Tâche à réaliser
Reproduisez tel quel le passage qui va du début des lignes jusqu'à la ligne contenant "positive clicks: (318, 62)", cette dernière incluse, en laissant les images de côté.

--- Données fournies ---

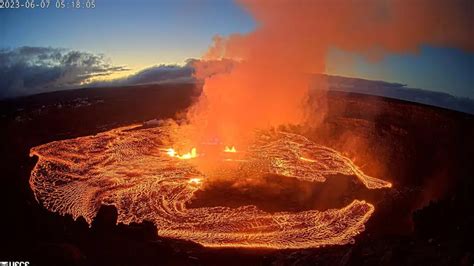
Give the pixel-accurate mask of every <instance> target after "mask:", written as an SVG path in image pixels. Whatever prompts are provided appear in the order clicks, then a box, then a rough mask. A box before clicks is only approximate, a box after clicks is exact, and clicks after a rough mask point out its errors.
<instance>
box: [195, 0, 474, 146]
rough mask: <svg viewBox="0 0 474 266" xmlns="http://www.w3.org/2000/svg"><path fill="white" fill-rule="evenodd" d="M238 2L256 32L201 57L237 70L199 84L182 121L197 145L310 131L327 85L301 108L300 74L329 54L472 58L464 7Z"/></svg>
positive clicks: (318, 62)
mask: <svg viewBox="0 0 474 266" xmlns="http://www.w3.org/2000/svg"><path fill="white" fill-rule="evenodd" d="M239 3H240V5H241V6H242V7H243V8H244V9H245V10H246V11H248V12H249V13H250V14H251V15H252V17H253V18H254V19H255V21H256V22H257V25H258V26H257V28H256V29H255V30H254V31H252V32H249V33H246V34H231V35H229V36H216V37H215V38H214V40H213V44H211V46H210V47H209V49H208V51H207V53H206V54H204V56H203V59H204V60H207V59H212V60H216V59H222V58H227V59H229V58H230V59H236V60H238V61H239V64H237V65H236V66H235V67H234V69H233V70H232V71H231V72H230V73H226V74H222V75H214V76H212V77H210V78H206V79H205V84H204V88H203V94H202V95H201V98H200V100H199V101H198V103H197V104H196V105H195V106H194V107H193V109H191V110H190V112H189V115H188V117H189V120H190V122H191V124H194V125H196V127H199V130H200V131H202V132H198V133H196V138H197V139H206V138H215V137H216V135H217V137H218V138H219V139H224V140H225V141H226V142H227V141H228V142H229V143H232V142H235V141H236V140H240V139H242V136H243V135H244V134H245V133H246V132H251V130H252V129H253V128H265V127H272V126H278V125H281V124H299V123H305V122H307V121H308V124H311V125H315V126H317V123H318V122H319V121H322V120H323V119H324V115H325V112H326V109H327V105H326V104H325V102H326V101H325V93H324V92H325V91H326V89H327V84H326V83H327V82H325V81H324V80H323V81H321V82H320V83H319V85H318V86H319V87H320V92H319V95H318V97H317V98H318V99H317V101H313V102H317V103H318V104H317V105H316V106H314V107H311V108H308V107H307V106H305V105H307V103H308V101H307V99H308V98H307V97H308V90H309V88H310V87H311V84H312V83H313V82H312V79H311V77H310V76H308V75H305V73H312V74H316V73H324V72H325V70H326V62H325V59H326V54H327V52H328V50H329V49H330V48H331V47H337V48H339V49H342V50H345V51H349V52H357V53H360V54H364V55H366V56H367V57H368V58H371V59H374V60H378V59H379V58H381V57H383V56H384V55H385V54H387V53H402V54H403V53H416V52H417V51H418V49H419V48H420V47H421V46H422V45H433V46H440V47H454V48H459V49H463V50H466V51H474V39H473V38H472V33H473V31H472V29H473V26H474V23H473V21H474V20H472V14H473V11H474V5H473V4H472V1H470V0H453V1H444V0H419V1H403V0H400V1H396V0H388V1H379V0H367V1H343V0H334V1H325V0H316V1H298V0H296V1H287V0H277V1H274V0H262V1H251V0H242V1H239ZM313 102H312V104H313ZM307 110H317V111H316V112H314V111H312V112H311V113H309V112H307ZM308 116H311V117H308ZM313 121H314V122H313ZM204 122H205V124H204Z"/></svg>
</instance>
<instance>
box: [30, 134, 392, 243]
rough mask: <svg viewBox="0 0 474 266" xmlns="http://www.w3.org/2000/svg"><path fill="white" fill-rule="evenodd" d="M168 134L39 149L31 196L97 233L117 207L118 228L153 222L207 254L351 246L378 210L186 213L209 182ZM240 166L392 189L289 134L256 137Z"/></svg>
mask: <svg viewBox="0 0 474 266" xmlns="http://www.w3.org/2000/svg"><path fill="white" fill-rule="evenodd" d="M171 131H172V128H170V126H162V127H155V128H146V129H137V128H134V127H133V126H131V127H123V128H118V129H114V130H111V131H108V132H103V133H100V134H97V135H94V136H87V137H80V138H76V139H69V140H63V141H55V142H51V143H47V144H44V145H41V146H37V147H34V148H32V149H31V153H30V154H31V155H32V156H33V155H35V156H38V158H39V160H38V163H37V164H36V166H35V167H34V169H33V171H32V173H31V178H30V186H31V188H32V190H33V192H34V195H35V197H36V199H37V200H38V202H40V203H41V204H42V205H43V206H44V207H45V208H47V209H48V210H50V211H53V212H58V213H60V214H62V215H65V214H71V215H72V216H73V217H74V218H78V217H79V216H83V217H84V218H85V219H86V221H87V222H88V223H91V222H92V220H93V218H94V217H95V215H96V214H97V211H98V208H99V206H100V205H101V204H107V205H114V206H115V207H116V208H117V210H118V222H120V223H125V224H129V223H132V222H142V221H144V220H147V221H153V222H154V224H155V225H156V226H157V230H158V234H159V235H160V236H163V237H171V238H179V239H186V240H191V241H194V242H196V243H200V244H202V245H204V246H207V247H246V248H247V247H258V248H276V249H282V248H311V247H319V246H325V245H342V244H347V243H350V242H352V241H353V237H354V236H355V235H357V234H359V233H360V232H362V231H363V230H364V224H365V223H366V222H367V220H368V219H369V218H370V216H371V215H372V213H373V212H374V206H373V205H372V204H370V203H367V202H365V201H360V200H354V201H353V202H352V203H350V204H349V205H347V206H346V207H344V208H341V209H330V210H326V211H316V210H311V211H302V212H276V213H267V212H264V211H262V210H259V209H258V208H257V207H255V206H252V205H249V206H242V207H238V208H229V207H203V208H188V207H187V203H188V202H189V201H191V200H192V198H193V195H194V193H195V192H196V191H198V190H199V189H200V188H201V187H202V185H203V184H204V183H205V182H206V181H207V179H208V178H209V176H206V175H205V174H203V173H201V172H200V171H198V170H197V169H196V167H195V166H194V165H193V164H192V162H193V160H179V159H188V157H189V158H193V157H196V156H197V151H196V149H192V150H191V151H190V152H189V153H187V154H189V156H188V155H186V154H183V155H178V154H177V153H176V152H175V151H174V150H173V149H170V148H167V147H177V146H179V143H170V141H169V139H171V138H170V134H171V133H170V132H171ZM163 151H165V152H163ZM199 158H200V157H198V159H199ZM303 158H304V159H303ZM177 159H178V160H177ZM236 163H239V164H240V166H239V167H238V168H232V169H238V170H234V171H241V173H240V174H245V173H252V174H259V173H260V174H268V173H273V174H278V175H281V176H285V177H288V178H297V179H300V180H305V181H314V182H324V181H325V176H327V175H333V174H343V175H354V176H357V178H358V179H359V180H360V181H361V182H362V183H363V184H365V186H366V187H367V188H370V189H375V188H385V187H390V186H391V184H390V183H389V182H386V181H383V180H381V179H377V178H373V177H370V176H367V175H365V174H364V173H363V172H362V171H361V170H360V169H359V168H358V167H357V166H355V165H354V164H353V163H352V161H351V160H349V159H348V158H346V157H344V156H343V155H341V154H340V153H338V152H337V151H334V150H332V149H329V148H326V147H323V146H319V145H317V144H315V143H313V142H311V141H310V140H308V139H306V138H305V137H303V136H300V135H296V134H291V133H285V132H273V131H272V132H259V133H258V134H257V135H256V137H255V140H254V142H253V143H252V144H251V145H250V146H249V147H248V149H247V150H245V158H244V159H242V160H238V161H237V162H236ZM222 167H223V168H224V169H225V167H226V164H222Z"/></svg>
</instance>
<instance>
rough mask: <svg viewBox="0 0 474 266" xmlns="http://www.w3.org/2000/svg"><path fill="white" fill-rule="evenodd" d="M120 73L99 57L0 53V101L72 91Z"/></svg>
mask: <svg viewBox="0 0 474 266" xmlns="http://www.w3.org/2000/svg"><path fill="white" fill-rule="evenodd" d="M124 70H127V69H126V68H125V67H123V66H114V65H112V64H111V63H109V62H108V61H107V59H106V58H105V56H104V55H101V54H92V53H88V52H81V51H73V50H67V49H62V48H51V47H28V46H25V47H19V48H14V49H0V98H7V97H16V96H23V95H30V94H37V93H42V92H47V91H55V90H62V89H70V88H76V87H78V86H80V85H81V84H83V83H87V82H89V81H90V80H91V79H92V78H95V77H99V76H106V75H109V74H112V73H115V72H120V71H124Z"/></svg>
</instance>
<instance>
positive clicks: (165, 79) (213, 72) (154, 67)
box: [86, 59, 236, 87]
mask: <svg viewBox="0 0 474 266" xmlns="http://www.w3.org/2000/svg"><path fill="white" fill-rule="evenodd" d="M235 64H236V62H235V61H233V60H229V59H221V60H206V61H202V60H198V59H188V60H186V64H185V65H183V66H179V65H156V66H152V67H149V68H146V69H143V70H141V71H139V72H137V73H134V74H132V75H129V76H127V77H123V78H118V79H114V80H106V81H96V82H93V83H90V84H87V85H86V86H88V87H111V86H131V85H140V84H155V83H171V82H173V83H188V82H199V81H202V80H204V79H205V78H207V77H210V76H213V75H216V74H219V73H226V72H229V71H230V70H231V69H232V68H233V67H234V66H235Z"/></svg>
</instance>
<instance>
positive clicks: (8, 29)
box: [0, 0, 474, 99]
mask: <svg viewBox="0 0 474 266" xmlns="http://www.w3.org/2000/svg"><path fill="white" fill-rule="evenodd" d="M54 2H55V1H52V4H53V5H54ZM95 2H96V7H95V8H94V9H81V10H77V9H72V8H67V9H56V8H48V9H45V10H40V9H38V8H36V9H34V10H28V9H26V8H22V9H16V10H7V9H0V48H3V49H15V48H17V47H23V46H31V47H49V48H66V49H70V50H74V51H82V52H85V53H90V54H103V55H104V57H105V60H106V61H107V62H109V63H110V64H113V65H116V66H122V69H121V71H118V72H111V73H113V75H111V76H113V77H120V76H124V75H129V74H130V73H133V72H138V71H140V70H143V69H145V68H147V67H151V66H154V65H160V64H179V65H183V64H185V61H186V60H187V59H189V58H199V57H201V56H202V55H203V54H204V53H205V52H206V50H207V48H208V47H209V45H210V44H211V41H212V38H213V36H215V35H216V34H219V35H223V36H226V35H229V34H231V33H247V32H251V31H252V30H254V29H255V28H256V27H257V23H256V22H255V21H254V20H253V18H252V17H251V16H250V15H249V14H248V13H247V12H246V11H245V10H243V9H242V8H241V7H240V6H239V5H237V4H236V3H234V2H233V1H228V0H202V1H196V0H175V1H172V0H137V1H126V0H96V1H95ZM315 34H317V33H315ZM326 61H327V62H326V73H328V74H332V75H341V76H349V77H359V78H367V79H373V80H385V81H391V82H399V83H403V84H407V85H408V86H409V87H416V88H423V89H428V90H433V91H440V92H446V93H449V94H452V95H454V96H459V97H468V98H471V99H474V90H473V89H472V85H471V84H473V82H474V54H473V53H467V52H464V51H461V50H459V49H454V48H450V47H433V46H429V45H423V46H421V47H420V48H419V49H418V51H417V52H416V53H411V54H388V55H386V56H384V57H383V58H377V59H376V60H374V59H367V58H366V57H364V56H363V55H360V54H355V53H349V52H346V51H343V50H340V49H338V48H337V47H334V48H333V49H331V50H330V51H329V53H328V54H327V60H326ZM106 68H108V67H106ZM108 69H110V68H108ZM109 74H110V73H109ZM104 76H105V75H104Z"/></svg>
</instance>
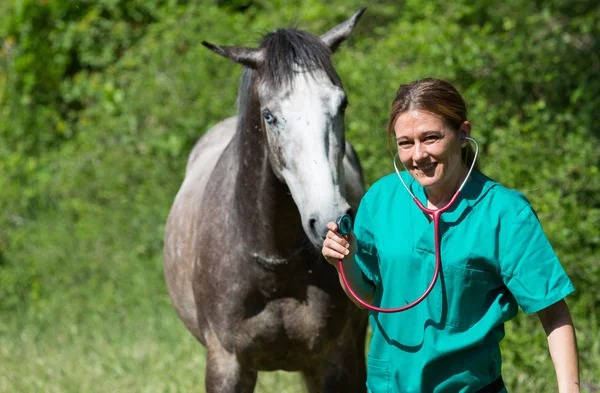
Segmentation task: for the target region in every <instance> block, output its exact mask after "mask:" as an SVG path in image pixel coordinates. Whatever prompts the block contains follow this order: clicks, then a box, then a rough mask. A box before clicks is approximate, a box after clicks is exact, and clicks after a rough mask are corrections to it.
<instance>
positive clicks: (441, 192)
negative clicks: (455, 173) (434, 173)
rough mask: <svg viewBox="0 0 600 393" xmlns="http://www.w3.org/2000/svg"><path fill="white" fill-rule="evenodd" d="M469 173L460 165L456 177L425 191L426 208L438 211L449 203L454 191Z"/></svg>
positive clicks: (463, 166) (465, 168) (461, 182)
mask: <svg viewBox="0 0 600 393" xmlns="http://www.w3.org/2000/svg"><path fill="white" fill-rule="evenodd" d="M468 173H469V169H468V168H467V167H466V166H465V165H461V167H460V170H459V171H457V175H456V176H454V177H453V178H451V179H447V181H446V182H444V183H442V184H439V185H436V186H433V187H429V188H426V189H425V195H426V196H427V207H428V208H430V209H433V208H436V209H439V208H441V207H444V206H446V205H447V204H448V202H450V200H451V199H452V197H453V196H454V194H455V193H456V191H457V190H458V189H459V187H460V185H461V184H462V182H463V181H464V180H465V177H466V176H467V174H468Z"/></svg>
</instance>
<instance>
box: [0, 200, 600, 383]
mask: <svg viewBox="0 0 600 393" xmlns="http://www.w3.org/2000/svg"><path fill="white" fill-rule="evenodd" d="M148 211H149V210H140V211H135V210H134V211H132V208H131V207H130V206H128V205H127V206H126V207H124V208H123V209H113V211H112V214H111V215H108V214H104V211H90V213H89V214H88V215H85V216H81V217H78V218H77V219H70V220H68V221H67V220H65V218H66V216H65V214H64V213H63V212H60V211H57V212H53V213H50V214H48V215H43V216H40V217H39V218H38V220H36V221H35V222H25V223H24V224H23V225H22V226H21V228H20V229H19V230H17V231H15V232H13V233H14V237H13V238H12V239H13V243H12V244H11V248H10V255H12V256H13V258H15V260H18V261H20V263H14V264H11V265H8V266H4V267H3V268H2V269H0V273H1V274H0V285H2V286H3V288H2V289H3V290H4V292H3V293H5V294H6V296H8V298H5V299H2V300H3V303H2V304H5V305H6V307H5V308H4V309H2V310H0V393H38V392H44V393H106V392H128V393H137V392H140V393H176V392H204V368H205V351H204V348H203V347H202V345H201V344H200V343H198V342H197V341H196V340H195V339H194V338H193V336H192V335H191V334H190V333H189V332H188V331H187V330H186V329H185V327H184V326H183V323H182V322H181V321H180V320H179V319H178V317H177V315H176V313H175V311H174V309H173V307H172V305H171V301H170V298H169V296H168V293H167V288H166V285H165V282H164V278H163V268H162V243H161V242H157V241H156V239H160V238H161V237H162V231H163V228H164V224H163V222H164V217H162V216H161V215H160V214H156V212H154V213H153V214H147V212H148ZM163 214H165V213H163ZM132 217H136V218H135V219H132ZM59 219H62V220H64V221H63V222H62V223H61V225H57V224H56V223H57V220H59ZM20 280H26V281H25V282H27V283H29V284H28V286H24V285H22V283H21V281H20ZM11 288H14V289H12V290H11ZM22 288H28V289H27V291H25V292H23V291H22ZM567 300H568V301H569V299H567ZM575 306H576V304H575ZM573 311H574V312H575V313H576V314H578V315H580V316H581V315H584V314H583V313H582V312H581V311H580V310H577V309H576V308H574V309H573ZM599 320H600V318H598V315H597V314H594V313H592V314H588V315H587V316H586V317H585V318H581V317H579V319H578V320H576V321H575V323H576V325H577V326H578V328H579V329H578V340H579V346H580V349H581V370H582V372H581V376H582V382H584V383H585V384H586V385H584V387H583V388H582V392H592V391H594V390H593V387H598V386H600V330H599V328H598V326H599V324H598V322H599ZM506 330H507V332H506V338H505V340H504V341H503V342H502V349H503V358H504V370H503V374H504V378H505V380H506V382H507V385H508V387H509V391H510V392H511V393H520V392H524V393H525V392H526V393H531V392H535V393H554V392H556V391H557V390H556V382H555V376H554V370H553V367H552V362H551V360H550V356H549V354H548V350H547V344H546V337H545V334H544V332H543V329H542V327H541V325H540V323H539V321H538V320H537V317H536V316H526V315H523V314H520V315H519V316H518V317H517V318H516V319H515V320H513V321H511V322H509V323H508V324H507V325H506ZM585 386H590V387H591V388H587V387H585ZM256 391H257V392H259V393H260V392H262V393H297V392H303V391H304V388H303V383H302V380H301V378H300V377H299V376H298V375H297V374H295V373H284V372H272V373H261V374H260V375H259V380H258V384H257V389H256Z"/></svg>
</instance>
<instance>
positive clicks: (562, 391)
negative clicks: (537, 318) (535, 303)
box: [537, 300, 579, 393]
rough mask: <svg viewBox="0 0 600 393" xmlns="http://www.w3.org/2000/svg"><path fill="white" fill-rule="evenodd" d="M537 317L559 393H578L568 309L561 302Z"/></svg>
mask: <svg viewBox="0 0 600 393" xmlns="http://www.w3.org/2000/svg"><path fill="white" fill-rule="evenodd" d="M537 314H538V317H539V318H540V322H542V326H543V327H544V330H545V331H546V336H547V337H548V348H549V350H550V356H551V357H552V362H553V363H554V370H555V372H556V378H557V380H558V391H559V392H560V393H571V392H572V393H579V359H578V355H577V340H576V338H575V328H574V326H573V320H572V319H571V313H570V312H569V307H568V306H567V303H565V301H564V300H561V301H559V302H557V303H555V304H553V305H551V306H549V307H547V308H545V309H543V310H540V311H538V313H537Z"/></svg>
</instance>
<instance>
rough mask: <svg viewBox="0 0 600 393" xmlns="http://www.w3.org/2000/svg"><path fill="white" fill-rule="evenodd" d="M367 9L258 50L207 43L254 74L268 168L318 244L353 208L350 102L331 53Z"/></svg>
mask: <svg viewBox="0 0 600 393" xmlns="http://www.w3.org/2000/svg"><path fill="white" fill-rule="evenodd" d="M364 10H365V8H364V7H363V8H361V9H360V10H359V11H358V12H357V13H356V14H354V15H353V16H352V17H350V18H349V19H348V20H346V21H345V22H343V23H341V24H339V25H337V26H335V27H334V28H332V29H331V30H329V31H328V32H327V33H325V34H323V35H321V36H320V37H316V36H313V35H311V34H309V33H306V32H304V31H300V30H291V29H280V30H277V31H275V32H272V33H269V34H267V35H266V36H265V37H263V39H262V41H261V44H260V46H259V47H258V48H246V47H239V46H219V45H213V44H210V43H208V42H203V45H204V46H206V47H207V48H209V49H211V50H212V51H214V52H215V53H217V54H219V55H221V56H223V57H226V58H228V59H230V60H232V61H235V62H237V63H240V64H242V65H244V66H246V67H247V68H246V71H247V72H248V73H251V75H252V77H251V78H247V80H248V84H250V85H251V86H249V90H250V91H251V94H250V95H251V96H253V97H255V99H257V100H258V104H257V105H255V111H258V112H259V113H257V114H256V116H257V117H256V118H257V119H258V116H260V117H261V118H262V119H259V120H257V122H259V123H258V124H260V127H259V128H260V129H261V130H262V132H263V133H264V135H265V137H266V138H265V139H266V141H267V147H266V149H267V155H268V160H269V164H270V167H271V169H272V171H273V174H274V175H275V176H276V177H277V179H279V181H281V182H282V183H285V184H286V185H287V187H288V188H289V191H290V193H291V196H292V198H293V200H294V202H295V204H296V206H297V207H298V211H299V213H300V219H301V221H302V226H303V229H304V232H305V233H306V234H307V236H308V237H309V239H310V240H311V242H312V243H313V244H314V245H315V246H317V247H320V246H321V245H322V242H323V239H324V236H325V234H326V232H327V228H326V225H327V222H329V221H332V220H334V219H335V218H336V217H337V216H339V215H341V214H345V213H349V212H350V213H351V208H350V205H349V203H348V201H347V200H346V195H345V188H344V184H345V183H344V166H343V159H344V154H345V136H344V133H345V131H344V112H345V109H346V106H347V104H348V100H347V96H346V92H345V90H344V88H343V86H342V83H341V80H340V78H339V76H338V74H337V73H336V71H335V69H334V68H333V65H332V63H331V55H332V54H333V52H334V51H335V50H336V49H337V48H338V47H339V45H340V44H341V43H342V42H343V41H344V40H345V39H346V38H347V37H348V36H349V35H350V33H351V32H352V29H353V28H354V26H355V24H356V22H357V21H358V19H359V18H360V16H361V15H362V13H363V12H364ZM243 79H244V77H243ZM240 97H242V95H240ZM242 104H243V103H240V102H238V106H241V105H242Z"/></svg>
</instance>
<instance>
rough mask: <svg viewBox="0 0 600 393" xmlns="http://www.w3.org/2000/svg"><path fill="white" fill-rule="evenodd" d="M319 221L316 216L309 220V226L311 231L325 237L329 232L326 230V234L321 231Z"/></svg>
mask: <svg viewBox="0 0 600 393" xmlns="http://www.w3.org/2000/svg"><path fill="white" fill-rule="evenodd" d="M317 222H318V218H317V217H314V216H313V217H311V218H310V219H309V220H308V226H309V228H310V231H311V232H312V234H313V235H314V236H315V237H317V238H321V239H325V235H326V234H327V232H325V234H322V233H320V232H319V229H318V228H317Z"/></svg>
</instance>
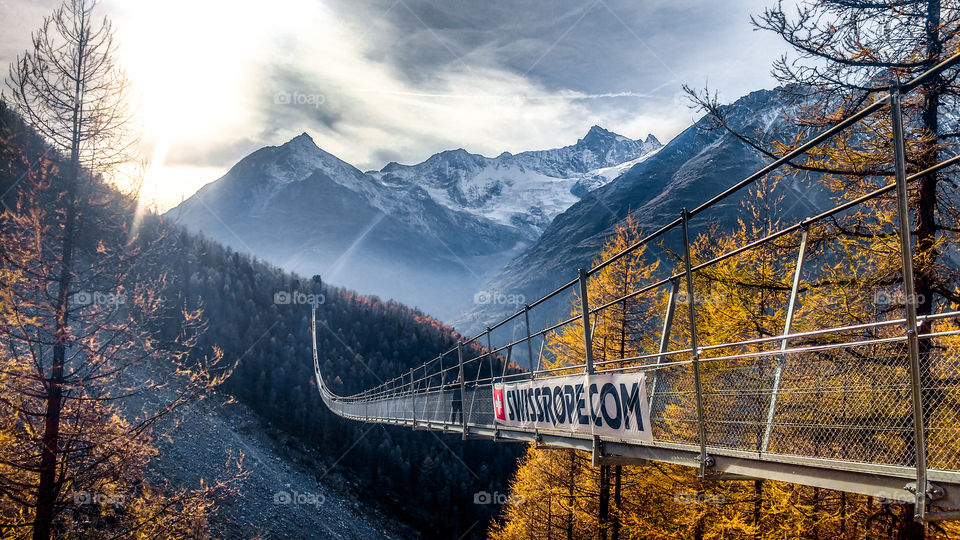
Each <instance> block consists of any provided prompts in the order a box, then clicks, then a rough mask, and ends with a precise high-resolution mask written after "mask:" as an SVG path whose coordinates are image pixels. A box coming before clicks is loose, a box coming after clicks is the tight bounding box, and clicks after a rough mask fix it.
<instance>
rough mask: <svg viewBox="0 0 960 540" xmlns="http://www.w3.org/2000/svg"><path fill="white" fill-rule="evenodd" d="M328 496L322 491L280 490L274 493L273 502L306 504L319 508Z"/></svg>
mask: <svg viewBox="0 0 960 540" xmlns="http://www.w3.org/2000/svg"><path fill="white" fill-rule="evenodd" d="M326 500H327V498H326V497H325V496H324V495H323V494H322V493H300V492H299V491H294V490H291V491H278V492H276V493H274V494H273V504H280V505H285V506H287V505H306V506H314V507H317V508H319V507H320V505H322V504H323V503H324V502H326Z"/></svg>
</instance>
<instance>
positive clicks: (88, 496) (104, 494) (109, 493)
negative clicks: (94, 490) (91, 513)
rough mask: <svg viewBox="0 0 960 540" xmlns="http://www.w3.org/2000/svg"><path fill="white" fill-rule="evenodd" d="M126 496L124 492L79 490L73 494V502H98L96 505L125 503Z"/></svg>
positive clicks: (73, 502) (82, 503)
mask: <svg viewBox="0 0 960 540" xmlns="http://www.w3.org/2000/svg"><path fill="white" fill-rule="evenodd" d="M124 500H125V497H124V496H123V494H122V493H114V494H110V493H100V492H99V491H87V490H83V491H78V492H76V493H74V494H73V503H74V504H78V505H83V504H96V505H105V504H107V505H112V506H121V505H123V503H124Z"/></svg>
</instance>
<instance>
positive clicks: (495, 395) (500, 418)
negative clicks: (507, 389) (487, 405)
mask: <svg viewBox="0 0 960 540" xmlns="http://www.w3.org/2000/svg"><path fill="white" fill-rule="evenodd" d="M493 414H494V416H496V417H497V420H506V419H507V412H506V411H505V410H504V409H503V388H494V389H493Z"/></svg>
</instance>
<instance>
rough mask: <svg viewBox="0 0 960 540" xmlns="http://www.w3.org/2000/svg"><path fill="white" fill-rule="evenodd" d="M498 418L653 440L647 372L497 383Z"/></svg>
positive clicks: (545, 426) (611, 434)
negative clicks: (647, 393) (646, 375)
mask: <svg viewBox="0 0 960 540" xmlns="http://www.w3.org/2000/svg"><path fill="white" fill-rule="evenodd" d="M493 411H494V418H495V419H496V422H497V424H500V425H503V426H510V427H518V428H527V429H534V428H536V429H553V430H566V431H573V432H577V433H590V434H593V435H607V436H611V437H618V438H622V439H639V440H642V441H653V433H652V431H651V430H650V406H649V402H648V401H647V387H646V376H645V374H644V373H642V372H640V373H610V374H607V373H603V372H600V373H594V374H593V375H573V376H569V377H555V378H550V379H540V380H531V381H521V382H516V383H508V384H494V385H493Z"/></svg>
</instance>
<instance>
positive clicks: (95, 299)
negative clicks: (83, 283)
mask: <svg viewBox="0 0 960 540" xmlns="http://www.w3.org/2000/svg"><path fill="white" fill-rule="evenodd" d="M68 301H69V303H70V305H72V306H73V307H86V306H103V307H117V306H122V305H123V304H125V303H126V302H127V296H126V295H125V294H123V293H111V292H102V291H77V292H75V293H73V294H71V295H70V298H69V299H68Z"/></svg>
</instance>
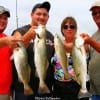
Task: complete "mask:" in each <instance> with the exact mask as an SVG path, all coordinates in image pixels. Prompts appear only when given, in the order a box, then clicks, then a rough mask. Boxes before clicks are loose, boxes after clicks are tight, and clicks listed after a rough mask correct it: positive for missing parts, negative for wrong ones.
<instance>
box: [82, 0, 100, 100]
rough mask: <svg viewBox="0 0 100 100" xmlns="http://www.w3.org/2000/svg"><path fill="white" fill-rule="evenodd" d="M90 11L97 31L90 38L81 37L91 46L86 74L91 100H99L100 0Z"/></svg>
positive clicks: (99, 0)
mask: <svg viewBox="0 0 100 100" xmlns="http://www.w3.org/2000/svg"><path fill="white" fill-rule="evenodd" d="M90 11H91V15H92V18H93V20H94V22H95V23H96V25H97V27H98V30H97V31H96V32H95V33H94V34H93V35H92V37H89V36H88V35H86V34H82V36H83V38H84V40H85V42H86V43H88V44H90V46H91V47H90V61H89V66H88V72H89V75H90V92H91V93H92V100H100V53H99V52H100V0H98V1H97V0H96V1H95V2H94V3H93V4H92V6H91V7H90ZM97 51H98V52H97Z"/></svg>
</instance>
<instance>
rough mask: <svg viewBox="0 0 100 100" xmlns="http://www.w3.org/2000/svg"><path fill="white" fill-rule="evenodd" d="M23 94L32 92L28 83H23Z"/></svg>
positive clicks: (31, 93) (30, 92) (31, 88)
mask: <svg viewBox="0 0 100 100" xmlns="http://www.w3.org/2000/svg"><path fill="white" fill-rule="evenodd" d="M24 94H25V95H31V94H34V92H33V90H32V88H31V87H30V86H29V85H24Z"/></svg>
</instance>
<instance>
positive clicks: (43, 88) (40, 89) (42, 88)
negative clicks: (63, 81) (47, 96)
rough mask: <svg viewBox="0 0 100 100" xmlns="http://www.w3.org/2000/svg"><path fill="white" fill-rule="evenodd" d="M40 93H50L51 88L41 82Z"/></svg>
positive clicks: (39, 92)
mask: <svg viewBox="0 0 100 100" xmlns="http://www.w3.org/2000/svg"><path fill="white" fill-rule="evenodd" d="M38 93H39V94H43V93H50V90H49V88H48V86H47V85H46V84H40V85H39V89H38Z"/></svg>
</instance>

---

Réponse attendue
Give the pixel-accurate mask of every <instance> target after "mask:", written as an SVG path in image pixels. Whatever prompts are provided appear in the order clicks, then a box, then a rough mask. A box before clicks is only approximate, a box after clicks is exact, and clicks after a rough mask point out its errors.
<instance>
box: [195, 0, 474, 146]
rough mask: <svg viewBox="0 0 474 266" xmlns="http://www.w3.org/2000/svg"><path fill="white" fill-rule="evenodd" d="M238 2L256 32L201 57L237 70L199 84L182 121L197 145L310 131L327 85L301 108L300 74L329 54L472 58L464 7Z"/></svg>
positive clicks: (318, 62)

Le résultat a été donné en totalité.